(EXERCISE REQUIREMENTS)
Please gather every line from the items below that contains the word "ceiling".

(STORED DATA)
__________
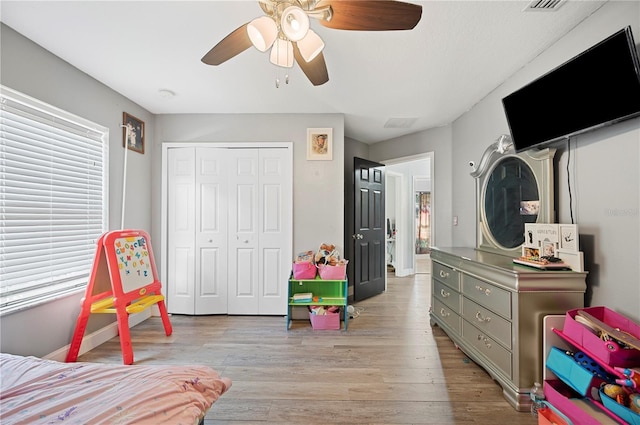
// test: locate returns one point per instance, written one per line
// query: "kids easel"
(123, 281)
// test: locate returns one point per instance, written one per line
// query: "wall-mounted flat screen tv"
(599, 87)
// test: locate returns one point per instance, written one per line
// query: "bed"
(37, 391)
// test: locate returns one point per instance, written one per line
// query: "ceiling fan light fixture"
(310, 46)
(282, 53)
(262, 32)
(294, 23)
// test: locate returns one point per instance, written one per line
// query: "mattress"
(37, 391)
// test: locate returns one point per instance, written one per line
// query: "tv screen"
(600, 86)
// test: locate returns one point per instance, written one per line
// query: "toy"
(631, 377)
(634, 402)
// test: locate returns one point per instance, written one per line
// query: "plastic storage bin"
(327, 272)
(306, 270)
(549, 415)
(607, 351)
(580, 410)
(623, 412)
(572, 373)
(325, 321)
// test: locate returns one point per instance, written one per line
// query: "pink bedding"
(36, 391)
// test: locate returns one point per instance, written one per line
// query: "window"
(53, 199)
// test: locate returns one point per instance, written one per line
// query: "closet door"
(260, 222)
(244, 266)
(211, 215)
(180, 285)
(197, 231)
(275, 225)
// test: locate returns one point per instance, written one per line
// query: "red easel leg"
(125, 335)
(165, 318)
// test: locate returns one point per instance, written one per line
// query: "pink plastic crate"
(327, 272)
(305, 270)
(325, 321)
(579, 410)
(608, 352)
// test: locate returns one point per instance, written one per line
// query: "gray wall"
(26, 67)
(318, 185)
(605, 181)
(604, 169)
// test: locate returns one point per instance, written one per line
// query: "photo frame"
(319, 144)
(569, 239)
(133, 133)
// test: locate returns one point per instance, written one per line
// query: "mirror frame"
(541, 164)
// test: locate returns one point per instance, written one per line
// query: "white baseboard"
(102, 335)
(404, 272)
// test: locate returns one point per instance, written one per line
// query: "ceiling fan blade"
(233, 44)
(316, 70)
(371, 15)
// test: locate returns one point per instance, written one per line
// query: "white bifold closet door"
(229, 230)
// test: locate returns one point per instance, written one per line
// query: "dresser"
(492, 310)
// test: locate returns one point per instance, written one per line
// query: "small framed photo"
(133, 133)
(569, 237)
(319, 144)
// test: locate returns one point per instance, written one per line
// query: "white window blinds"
(53, 199)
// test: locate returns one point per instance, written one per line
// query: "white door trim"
(163, 270)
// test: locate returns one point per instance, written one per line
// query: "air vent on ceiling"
(544, 5)
(400, 122)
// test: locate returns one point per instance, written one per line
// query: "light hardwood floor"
(390, 367)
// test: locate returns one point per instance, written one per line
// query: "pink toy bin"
(325, 321)
(623, 412)
(327, 272)
(607, 351)
(306, 270)
(579, 410)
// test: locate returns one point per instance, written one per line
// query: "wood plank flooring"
(390, 367)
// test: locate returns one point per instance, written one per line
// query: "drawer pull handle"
(485, 340)
(486, 291)
(480, 318)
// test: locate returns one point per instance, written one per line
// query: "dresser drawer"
(496, 354)
(446, 275)
(487, 295)
(446, 295)
(444, 314)
(487, 321)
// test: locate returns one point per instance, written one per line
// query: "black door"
(369, 229)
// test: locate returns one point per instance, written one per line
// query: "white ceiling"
(458, 53)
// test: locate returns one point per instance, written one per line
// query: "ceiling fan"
(284, 29)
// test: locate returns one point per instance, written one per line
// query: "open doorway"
(406, 176)
(422, 223)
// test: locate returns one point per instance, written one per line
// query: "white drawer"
(488, 347)
(487, 295)
(487, 321)
(448, 317)
(446, 295)
(446, 275)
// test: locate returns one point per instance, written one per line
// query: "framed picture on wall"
(569, 237)
(133, 133)
(319, 144)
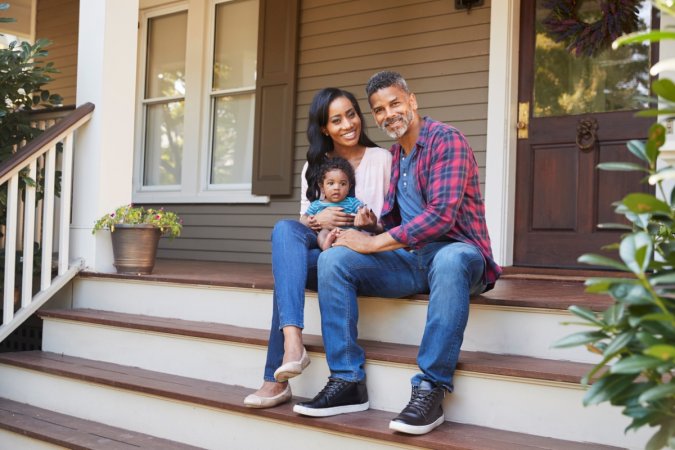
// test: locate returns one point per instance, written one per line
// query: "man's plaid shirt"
(446, 173)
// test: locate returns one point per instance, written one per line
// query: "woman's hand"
(329, 218)
(365, 219)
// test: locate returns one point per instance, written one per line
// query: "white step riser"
(501, 402)
(493, 329)
(179, 421)
(9, 440)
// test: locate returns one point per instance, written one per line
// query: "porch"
(186, 344)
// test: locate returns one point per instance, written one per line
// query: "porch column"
(106, 77)
(500, 170)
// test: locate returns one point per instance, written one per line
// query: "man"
(436, 241)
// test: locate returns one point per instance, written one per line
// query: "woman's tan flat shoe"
(255, 401)
(293, 368)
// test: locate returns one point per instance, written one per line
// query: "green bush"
(636, 335)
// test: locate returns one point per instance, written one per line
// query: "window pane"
(166, 56)
(163, 144)
(236, 44)
(568, 84)
(232, 140)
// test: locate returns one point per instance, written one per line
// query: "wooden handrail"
(45, 140)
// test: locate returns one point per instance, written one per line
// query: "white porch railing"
(44, 147)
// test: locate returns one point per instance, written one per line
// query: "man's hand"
(365, 219)
(353, 239)
(365, 243)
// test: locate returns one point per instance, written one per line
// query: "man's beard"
(403, 127)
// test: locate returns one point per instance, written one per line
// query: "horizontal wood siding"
(58, 21)
(443, 54)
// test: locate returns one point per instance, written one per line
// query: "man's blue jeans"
(294, 256)
(449, 271)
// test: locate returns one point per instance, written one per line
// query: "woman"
(334, 129)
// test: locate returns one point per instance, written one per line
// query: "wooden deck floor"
(541, 289)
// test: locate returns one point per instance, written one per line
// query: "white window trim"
(194, 187)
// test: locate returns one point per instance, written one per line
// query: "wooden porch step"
(75, 433)
(477, 362)
(515, 289)
(371, 424)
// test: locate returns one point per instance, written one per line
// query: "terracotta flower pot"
(135, 248)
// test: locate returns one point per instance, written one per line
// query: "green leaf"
(636, 251)
(637, 148)
(581, 338)
(641, 36)
(664, 88)
(661, 318)
(632, 294)
(664, 352)
(659, 440)
(622, 167)
(619, 343)
(666, 278)
(635, 364)
(656, 136)
(607, 387)
(640, 203)
(599, 260)
(658, 392)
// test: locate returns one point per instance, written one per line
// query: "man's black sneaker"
(337, 397)
(424, 411)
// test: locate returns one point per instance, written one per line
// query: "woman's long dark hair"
(320, 144)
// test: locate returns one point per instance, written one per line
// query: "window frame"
(195, 186)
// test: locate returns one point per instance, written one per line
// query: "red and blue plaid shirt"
(446, 174)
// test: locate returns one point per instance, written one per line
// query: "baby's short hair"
(337, 163)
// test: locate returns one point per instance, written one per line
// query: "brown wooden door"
(561, 198)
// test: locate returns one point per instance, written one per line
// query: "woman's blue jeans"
(449, 271)
(294, 256)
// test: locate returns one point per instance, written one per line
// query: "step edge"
(565, 371)
(335, 424)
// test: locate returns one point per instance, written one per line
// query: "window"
(233, 92)
(197, 89)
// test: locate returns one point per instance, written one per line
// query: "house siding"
(58, 20)
(443, 53)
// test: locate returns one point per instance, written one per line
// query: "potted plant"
(135, 233)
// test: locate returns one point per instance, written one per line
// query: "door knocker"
(587, 133)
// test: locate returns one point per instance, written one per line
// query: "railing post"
(10, 247)
(66, 189)
(28, 238)
(48, 219)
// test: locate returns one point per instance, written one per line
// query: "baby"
(336, 178)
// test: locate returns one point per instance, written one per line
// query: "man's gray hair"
(385, 79)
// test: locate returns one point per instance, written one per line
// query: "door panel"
(582, 112)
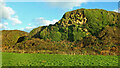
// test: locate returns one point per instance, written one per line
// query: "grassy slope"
(15, 59)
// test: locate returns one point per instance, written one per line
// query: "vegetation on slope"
(82, 31)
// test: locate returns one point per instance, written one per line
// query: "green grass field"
(17, 59)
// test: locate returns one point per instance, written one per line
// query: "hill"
(81, 31)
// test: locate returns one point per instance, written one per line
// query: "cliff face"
(82, 31)
(77, 24)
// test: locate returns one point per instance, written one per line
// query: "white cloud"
(28, 28)
(115, 10)
(15, 20)
(61, 0)
(69, 5)
(29, 24)
(6, 23)
(43, 22)
(8, 13)
(3, 26)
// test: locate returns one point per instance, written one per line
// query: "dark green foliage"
(59, 61)
(81, 31)
(55, 36)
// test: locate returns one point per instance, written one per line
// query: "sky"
(28, 15)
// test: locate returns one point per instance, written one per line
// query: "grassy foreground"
(20, 59)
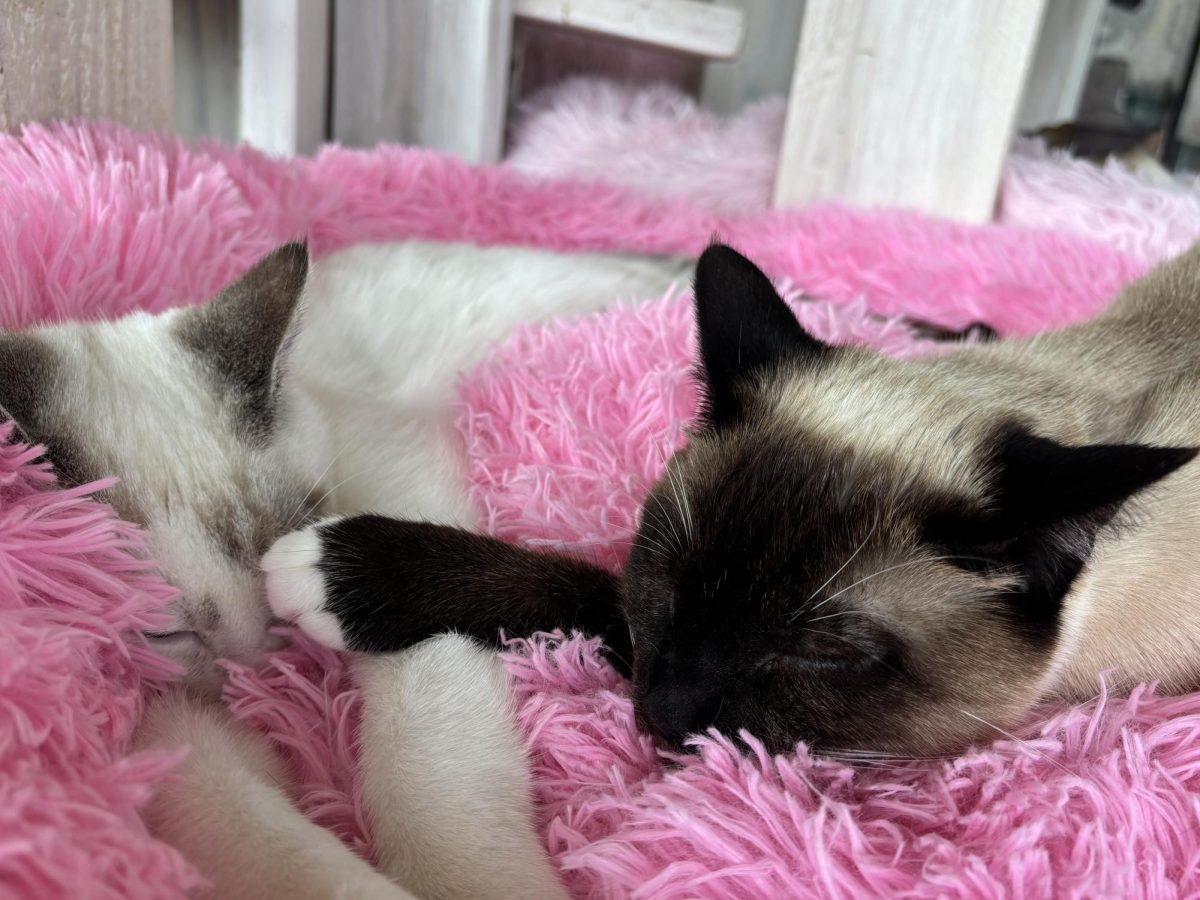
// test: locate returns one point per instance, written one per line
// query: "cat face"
(185, 408)
(805, 576)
__________
(TASK SOLUTION)
// query: "ceiling fan light fixture"
// query: "ceiling fan blade"
// query: "air vent on ceiling"
// query: "white ceiling"
// query: "ceiling fan"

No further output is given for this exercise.